* TASK STATEMENT: Reproduce the listing below word for word, from beginning to end, without the pictures.
· · · · ·
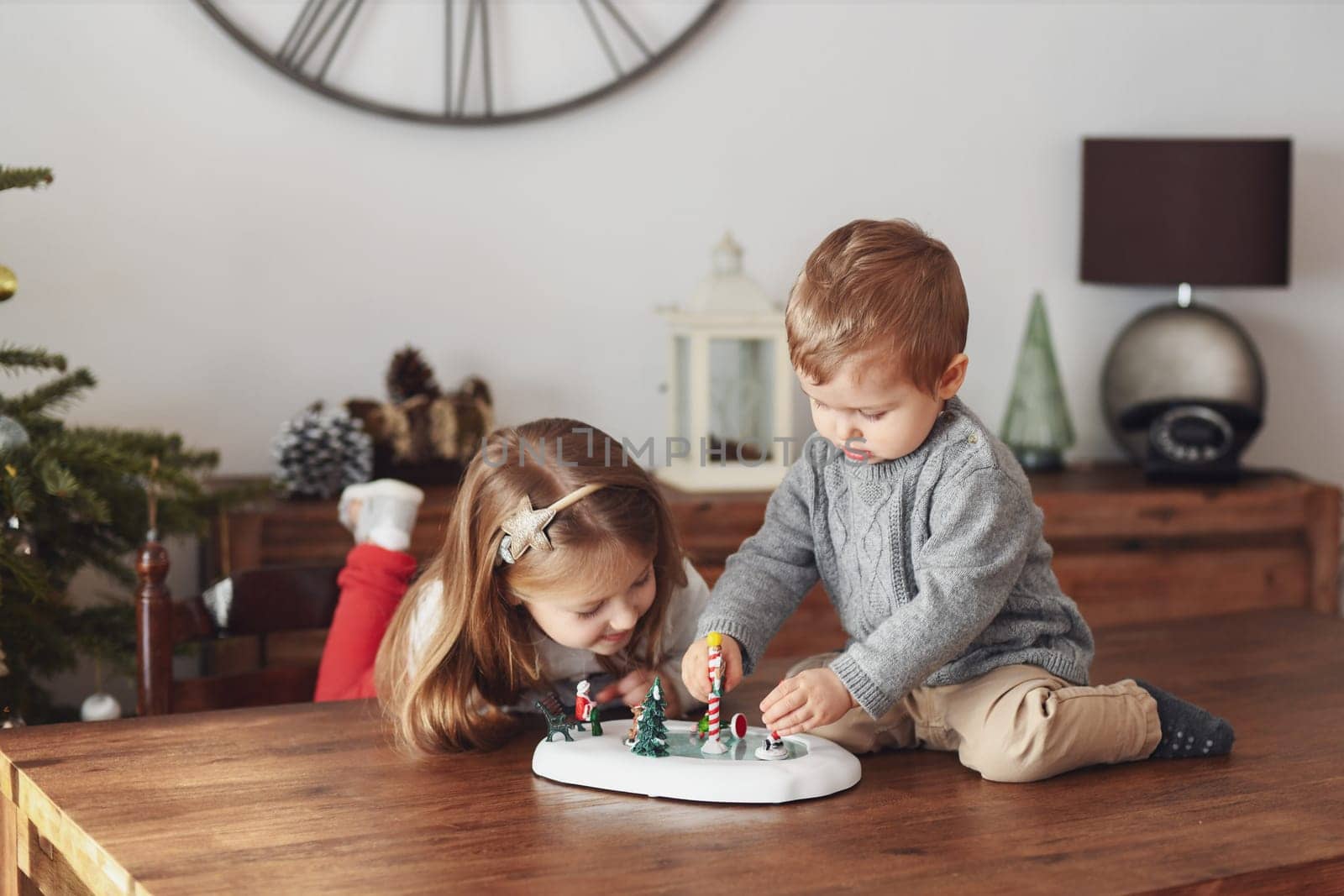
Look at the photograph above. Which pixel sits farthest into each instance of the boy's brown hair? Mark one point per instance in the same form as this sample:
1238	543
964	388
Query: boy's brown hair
885	288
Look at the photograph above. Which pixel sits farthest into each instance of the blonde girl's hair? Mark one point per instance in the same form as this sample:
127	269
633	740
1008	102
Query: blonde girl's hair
445	676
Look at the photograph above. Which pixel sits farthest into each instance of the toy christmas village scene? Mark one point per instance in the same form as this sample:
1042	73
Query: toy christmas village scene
705	762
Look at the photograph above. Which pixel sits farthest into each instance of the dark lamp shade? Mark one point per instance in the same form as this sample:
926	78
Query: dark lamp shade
1207	212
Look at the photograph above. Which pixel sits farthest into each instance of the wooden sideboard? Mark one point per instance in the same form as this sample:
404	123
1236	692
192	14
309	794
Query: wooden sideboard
1126	550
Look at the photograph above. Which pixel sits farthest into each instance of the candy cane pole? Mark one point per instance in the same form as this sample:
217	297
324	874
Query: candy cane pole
716	642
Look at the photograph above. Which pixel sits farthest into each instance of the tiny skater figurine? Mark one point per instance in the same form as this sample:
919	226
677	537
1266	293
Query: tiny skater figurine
635	727
582	705
773	747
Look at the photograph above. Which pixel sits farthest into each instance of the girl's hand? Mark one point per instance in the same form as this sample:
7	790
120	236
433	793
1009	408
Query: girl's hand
808	700
696	668
635	687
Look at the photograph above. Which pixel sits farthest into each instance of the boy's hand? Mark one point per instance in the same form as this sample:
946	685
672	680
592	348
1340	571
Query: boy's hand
696	668
808	700
633	688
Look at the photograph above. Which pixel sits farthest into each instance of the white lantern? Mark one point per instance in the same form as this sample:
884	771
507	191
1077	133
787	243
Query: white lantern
730	416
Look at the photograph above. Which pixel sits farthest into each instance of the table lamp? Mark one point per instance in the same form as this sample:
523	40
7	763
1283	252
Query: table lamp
1183	385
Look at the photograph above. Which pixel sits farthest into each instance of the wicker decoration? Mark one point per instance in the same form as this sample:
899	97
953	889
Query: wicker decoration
423	436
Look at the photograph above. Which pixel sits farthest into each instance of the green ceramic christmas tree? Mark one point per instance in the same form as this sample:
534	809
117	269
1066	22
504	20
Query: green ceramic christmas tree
652	734
1037	425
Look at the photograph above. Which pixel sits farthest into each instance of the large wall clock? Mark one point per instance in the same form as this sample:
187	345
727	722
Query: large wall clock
463	62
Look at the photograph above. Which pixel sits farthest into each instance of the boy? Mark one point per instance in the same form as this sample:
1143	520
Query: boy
924	530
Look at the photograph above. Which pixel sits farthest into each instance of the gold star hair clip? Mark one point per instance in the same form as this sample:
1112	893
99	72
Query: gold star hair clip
528	527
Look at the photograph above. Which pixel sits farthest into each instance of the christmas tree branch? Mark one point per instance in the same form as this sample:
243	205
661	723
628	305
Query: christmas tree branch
51	396
26	177
17	358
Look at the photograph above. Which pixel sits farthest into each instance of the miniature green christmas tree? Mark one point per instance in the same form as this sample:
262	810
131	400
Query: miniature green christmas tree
652	736
1037	425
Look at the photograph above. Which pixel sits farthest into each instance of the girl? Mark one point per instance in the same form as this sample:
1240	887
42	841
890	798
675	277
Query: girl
559	562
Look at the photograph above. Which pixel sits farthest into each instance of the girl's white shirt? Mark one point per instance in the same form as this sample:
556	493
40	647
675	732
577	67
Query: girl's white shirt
569	664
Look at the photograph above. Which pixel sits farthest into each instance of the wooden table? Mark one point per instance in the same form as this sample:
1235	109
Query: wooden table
309	799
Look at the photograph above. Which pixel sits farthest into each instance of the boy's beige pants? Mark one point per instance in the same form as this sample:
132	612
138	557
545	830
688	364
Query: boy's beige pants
1012	725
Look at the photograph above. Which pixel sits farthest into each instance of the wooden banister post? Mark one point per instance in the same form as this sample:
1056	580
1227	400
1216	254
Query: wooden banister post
154	631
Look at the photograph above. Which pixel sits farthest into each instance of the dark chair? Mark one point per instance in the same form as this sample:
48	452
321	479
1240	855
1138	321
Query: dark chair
255	602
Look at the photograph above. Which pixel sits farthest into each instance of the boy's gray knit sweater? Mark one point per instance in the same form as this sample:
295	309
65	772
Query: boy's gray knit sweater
934	560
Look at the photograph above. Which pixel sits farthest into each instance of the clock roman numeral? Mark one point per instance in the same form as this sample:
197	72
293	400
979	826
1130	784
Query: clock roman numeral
477	11
601	35
311	29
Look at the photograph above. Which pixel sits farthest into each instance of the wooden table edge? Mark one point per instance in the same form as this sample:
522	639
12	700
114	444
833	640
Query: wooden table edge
26	802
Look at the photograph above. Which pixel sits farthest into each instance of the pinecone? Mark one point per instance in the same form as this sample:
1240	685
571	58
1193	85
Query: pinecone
319	454
409	375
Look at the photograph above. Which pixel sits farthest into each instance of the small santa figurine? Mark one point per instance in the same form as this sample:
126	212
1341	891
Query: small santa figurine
582	705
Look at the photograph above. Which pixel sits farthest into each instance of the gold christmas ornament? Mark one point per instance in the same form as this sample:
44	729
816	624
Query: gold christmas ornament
8	284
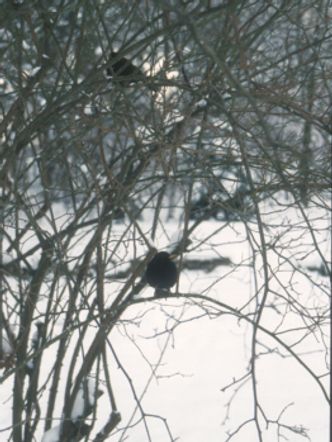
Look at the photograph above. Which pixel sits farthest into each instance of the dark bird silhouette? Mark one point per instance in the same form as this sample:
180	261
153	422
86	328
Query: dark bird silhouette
122	71
161	271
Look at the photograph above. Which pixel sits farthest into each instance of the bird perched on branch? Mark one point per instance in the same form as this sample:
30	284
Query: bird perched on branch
161	271
122	71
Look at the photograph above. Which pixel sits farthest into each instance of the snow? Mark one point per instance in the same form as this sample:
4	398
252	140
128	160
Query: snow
52	435
198	348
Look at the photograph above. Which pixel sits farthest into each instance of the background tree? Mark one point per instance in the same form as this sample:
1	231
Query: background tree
226	121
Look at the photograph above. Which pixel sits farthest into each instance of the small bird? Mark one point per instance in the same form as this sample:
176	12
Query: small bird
123	71
161	271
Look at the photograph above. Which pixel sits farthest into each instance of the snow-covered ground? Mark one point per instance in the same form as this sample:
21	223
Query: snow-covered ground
181	353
· · · · ·
* FINAL RESULT:
Look at the photograph above. Which pixel sits farthest into each instance of the boy's brown hair? Mark one point per instance in the same form as this sample:
1238	543
964	388
Query: boy's brown hair
885	288
Look at the photograph above. Which pixel sits farthest into each instance of the blonde girl's hair? Mark one point per instance in the same form as this sample:
127	269
633	740
1008	102
Query: blonde girl's hair
445	676
Look at the photograph above. Which pixel sits farthest into each instance of the toy christmas village scene? Mark one point per instance in the same form as this sample:
1042	73
Query: toy christmas village scene
705	762
Look at the photograph above. Which pixel sits farthest into each instance of the dark lamp shade? Mark one point per instance in the same form as this sample:
926	78
Query: dark lamp shade
1207	212
Look at the photograph above. Which pixel sits farthest into each instance of the wooden sideboard? Mark one point per instance in the same form as this sample:
404	123
1236	692
192	14
309	794
Query: wooden sideboard
1126	550
Look at the photograph above. Which pixel sits farthest into each instance of the candy cane pole? Mark one point per instance in the same form as this sample:
217	297
324	874
Query: candy cane pole
716	642
Look at the photograph above. Which pixel sits farthest into each instance of the tiny skater figurine? Mark one point per instance in the same form as this sample:
919	226
677	537
1266	293
Query: tiny skater figurine
635	727
582	705
773	747
Look at the photograph above. Which pixel sits farthest into each instance of the girl's hand? Mark one point per instance in the same form as this sample:
7	790
120	236
433	793
1009	408
Query: girl's hand
808	700
696	668
635	687
Look at the photograph above. Which pixel sits farthest into each instance of the boy's hand? Mark one point per instance in the same form as this sample:
946	685
672	680
592	348
1340	571
Query: boy's hand
696	668
808	700
633	688
Look at the photograph above. Which pixel sits farthest into each instance of the white lantern? Mark one point per instance in the same form as this sample:
884	771
507	191
1077	133
787	243
Query: white lantern
730	416
Look at the photograph above. Which pixel sits farthest into each instance of the table lamp? Mark one point per instance in the same form as this sample:
523	40
7	763
1283	252
Query: table lamp
1183	385
Look at the photograph above. Which pixel sits farthest into each instance of the wicker decoration? Mark one point per instance in the same form as this sample:
899	97
953	889
Query: wicker decoration
423	436
Look at the photograph above. Which pixel sits farthest into each instance of the green ceramic christmas tree? Mark one point per instance in the same form as this sample:
534	809
117	269
1066	22
504	20
Query: green ceramic christmas tree
652	734
1037	425
Look at the photograph above. Which pixel sits farthest into each instance of the large wall clock? Mark one point per instance in the same form as this sample:
187	345
727	722
Query: large wall clock
463	62
Look at the photograph above. Which pixel sits farthest into each instance of the boy? Mark one point per instance in the same form as this sample:
1143	520
Query: boy
924	530
Look at the photograph above. Which pixel sits farthest into each instance of the gold star hair clip? Mark one point per instance in the same form as this sample:
1112	893
99	72
Query: gold star hair clip
528	527
Look at the photograph above. Which pixel sits farthest into each instance of the christmas tree branch? Mark one point per instance in the same form as this sample:
243	205
661	723
628	305
Query: christmas tree branch
51	396
26	177
17	358
Look at the photograph above. Which pixel sits farthest into each instance of the miniature green christmas tree? Mark one point per instance in the same form as this sample:
262	810
131	400
Query: miniature green christmas tree
652	736
1037	425
Look at the photograph above. Which pixel sits farthest into each instance of the girl? Mark one point per instance in the same form as this sample:
1240	887
42	841
890	798
675	277
Query: girl
559	562
Look at the photograph above. Which pixel sits farthest into each instance of the girl's white shirt? Mark one point per instance in the same form as this sample:
556	493
40	647
675	732
577	67
Query: girl's white shirt
569	664
Look at the photograph above. Which pixel sits farthest into each instance of the wooden table? Mark one point per instance in the same form as this sample:
1235	109
Query: wooden table
309	799
Look at the photograph above. Which pixel sits farthest into each instance of the boy's beige pants? Mark one point per instance in the same form as this sample:
132	612
138	557
545	830
688	364
Query: boy's beige pants
1012	725
Look at the photograph above. Which pixel sits farthest into each instance of the wooden banister post? Mark one point per instance in the same form as this sample:
1056	580
1227	400
1216	254
Query: wooden banister post
154	631
Look at the photograph above. Which pixel sits farthest into each instance of the dark chair? Mark one point per instance in the same form as this sample:
48	452
321	479
1240	855
1138	321
Query: dark chair
255	602
Look at the photograph above. Which pixel sits farthest into each instance of the boy's gray knit sweater? Mark one point per instance in the same form as this sample:
295	309
65	772
Query: boy's gray knit sweater
934	560
Look at the photograph above. Which pixel sits farthest into each instance of the clock roman numeral? Mark one point per instance in the same form as this sample:
197	72
293	400
979	826
1130	784
Query: clock roman numeral
477	11
601	35
311	29
Look at the photograph above. Which pixel sits farthest into each instance of the wooden table edge? Mark one point per instance in the same form as this sample:
522	639
12	700
114	444
833	640
Query: wooden table edge
26	802
Look at the photograph above. Which pixel sits farthest into each instance of the pinecone? Mark one point per instance in the same form as this sample:
1240	685
571	58
1193	85
Query: pinecone
319	454
409	375
Look at the photograph above. Which pixel sits farthest into each instance of the small santa figurine? Mark one point per instance in the same form as this sample:
126	212
1341	891
Query: small santa figurine
582	705
Look at the photograph above. Which pixel sits farthest into each instance of the gold christmas ornament? Mark one point per instance in the same form as this sample:
44	729
816	624
Query: gold christmas ornament
8	284
Look at the photograph above. Which pixel sits farthest into each instance of the dark bird silhouette? Mark one point per instance in the same form as this sample:
180	261
153	422
86	328
Query: dark bird silhouette
122	71
161	271
Look at the photograph above. Which pixel sits farthest into each instance of the bird perched on branch? Mark one point per instance in the same form as this sample:
30	284
Query: bird perched on branch
161	271
122	71
Look at the photograph above. Which pixel sits farthest into each instance of the snow? Mark one point per instance in the same form as this sample:
4	398
252	140
128	160
Query: snow
52	435
198	348
Look at the photograph above. Which pixel sits farthest into each instance of the background tree? Mark one point per instance in the same form as this sample:
1	231
Query: background tree
226	121
Look at the photograph above. Which pixel sits farthest into each instance of the small bird? Mark one point per instance in the same form as this sample:
176	12
Query: small bird
123	71
161	271
Look at the photograph above. Which pixel sits farthest into each instance of the snow-covered ground? Mark one point per instance in the same form as this sample:
21	223
Query: snow-covered ground
181	353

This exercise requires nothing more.